**TEXT ZUR ANALYSE**.
****
Was bedeutet Kultur für Sie?
Als Archäologe und Historiker weiss ich, dass kultureller Ausdruck, dass Kultur an sich, elementar ist, sowohl für den einzelnen Menschen, als auch für das Zusammenleben der Menschen in einer Gruppe. Sprich, Kultur ist fundamental – für die menschliche Gesellschaft und für uns als Individuen. Das galt für die Jäger und Sammler vor 35 000 Jahren genauso, wie es für unsere modernen Gesellschaften gilt. Ich bin überzeugt, dass das kulturelle Schaffen und ein offenes, dynamisches und vielfältiges Kulturleben gerade für unsere hochkomplexen modernen Gesellschaften überlebenswichtig ist.

Warum?
****
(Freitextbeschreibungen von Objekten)
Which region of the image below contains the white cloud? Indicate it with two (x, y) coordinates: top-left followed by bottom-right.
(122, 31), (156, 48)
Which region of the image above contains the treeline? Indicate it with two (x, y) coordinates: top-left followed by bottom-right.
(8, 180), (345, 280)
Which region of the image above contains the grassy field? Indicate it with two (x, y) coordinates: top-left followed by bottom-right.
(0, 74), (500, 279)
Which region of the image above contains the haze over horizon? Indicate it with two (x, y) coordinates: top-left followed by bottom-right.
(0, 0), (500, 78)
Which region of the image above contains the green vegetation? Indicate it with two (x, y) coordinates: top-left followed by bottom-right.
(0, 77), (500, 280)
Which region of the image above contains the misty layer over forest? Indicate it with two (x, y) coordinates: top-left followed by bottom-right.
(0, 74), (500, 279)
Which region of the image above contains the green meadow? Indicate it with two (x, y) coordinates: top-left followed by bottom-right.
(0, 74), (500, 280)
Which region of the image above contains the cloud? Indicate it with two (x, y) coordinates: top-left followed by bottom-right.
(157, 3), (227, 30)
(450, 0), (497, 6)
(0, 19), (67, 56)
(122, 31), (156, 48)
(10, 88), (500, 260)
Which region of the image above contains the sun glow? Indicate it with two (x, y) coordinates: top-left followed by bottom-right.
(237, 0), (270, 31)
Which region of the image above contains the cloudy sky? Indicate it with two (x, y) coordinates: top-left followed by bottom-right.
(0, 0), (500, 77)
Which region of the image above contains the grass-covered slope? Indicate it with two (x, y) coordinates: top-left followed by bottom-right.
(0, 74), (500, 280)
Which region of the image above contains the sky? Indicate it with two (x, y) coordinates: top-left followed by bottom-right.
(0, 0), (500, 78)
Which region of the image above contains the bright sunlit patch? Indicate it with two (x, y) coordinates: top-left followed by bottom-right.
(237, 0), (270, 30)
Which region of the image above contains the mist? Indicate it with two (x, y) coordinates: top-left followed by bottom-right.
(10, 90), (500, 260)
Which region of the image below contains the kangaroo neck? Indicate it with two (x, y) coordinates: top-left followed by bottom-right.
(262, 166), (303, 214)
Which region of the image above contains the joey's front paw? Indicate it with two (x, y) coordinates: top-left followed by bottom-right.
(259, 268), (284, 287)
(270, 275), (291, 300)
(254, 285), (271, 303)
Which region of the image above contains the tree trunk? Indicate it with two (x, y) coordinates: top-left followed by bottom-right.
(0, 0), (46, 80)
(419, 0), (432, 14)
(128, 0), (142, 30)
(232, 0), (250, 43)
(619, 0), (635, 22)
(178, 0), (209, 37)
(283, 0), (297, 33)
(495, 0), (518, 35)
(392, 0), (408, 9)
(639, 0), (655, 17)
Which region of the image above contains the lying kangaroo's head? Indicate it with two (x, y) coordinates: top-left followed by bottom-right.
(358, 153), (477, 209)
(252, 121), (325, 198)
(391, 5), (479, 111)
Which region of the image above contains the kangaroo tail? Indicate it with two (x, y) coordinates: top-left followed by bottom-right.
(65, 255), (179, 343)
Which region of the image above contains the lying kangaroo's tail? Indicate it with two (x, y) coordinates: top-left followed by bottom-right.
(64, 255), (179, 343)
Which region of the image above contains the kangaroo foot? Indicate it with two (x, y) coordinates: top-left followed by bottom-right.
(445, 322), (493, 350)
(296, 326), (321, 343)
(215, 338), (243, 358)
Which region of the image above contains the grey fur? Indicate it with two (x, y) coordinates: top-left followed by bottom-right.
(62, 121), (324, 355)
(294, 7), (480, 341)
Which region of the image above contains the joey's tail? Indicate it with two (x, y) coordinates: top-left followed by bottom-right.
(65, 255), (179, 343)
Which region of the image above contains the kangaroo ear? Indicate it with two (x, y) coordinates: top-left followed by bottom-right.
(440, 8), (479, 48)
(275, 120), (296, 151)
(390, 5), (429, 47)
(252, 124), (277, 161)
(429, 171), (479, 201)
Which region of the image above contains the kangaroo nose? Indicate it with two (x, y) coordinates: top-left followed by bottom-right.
****
**ZIEL DER ÜBUNG**. Erklären Sie anhand des Textes über Kultur, worauf sich die Aussage stützt, Kultur sei elementar. Die Einträge haben mit dem Text über Kultur nichts zu tun.

**ERGEBNIS DER AUFGABE**. Die Aussage stützt sich auf das Wissen als Archäologe und Historiker. Aus diesem Fachwissen heraus wird Kultur als elementar bezeichnet, sowohl für den einzelnen Menschen als auch für das Zusammenleben der Menschen in einer Gruppe.